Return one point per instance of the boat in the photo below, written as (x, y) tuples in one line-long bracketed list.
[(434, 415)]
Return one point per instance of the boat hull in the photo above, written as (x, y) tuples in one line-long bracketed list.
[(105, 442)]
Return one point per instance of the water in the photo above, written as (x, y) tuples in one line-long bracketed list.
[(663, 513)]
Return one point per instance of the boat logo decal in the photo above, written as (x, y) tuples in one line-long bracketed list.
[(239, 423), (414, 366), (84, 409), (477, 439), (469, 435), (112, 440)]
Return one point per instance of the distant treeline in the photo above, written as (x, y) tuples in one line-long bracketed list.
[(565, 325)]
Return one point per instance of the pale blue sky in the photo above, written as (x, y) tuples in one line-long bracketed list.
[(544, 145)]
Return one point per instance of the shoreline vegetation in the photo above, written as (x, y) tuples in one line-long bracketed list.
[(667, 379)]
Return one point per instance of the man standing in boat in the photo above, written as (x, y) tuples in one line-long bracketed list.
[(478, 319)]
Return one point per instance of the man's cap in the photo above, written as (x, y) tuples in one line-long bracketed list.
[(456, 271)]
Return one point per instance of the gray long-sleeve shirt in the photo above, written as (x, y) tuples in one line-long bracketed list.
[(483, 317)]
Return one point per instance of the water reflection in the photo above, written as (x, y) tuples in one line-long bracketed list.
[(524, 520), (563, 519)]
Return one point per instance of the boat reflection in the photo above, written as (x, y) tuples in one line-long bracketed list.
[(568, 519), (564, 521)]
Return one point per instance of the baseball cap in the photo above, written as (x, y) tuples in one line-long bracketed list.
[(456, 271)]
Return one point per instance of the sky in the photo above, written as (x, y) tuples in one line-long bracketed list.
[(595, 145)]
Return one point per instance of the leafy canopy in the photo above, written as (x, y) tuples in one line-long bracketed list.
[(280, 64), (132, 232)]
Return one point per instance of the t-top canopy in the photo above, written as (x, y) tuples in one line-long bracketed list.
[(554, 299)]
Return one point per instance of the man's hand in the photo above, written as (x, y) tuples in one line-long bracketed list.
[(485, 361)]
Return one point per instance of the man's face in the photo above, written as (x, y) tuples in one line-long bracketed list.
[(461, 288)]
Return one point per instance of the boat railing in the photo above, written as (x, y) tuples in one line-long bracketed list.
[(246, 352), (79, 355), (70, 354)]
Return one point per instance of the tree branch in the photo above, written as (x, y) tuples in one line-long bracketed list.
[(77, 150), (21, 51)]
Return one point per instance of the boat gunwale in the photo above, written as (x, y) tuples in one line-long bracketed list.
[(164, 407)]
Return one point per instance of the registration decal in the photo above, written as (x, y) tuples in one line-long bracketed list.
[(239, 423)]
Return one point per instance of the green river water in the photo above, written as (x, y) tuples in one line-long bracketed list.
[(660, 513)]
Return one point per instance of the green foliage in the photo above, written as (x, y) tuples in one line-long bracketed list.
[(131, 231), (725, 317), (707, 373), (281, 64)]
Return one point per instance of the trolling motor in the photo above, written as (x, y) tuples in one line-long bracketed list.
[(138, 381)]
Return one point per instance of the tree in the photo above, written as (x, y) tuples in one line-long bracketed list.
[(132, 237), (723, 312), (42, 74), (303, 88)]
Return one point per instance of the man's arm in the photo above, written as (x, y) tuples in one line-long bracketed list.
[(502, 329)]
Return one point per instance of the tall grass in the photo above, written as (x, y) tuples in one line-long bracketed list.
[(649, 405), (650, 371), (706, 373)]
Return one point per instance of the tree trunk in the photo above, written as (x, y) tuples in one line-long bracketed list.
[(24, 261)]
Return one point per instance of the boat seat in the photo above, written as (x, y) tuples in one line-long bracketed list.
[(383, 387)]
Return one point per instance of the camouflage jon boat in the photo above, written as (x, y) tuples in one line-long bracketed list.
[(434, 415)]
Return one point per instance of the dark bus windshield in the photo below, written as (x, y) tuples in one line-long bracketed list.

○ ○ ○

- Задача
Воспроизведите весь материал выше дословно, сохраняя каждую строку без изменений.

- Итоговый ответ
Return one point per instance of the boat in the photo below, written as (x, y) tuples in one line-long bracketed list.
[(434, 415)]
Return one point per instance of the boat hull in the photo above, written as (x, y) tuples in one line-long bracketed list.
[(105, 442)]
Return one point per instance of the water in the photo above, written as (x, y) tuples in one line-long bracketed list.
[(663, 513)]
Return one point per instance of the boat logo decal in the photo above, written as (x, y) tuples in one line-long bracketed list.
[(239, 423), (414, 366), (84, 409), (477, 439), (469, 435), (112, 440)]
Return one point per instance of the distant treeline in the photo above, written as (x, y) tuples in one line-long bracketed list.
[(565, 325)]
Return one point per instance of the pale blue sky in the photo above, written as (x, y) tuples in one line-long bracketed list.
[(544, 145)]
Return one point per instance of the shoreline vegetation in the photo above, written as (x, y) tuples in one line-long bracketed list.
[(667, 379)]
Return one point per instance of the man standing in boat in the photo above, written as (x, y) tuples in one line-long bracketed list.
[(478, 319)]
Return one point per instance of the man's cap in the photo above, written as (x, y) tuples in one line-long bracketed list.
[(456, 271)]
Return one point per instance of the gray long-sleeve shirt in the photo above, written as (x, y) tuples in one line-long bracketed list.
[(483, 317)]
Return one point per instance of the water reflection in the photo above, written as (x, y) tuples in one line-long bracketed list.
[(524, 520), (563, 519)]
Return one point per instance of the boat reflection in the photo above, written as (x, y) tuples in one line-long bracketed list.
[(568, 519), (564, 521)]
Return one point per instance of the baseball cap in the photo above, written as (x, y) tuples in one line-long bracketed list.
[(456, 271)]
Return one point per instance of the sky in the photo above, written as (x, y) tuples in one line-long bracketed list.
[(595, 145)]
Return one point per instance of the leafy canopy in the photo above, written as (x, y) tuples in one line-long bracketed list.
[(280, 64), (132, 232)]
Return one point per instance of the t-top canopy in the photo above, written as (x, y) tuples in one line-long bracketed list.
[(554, 299)]
Return one point per instance of the man's hand in the photo above, written as (x, y) tuples in one line-long bracketed list.
[(485, 361)]
Return one point per instance of the man's face in the photo above, written as (x, y) tuples in one line-long bracketed list.
[(461, 288)]
Return one point per instance of the boat railing in the photo above, written as (x, y) tuples in one line-long bracketed list.
[(246, 352), (79, 355), (70, 354)]
Return one point per instance of the tree branch in the photo above, written as (x, y) tuples in one line-long bracketed list.
[(77, 150), (21, 51)]
Return one point per instance of the boat gunwale in the photo above, written as (x, y) tuples in one line-long bracketed list.
[(164, 407)]
Return one point per instance of the registration decal in the photo above, written as (x, y) tuples in one line-long bracketed list.
[(239, 423)]
Return one point per instance of the green river water in the photo above, written as (x, y) tuples in one line-long bracketed list.
[(660, 513)]
Return one point per instance of the green foliage in the photo above, written as (x, y) tuples in one line-long bracketed list.
[(131, 231), (725, 317), (707, 373), (281, 64)]
Return one point per instance of the trolling motor in the photo above, written as (x, y) tuples in one line-long bracketed list.
[(138, 381)]
Return one point per instance of the tree in the photo above, written as (x, y) tuples in one line-long bracketed list.
[(132, 237), (723, 312), (42, 74), (303, 88)]
Return one point per instance of the man's arm in the photo above, written as (x, y) tuples in one line-long bracketed list.
[(502, 329)]
Return one point per instance of the tall grass in the photo above, written as (x, y) tuples in one line-long bracketed list.
[(649, 405), (650, 371), (706, 373)]
Return one point per instance of the tree trunk in the photo above, written as (x, y) tuples in one line-long bracketed list.
[(24, 261)]
Return one point per instance of the boat seat in the photo above, written as (x, y) tuples in one line-long bracketed list.
[(383, 387)]
Return one point per instance of the camouflage jon boat in the photo above, written as (x, y) tuples in one line-long bracketed list.
[(434, 415)]
Return one point per instance of the dark bus windshield in the photo below, written as (x, y) tuples in one line-long bracketed list.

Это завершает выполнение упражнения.